• **REQUIRED ACTION**: Please write out the data exactly, line by line.

• **MATERIAL SHOWN**:
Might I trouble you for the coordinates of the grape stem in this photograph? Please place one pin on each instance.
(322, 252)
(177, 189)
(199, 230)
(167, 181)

• **TASK RESPONSE**:
Might I trouble you for the coordinates of the grape stem in this photograph? Please place one pin on each instance.
(322, 252)
(177, 189)
(199, 230)
(167, 181)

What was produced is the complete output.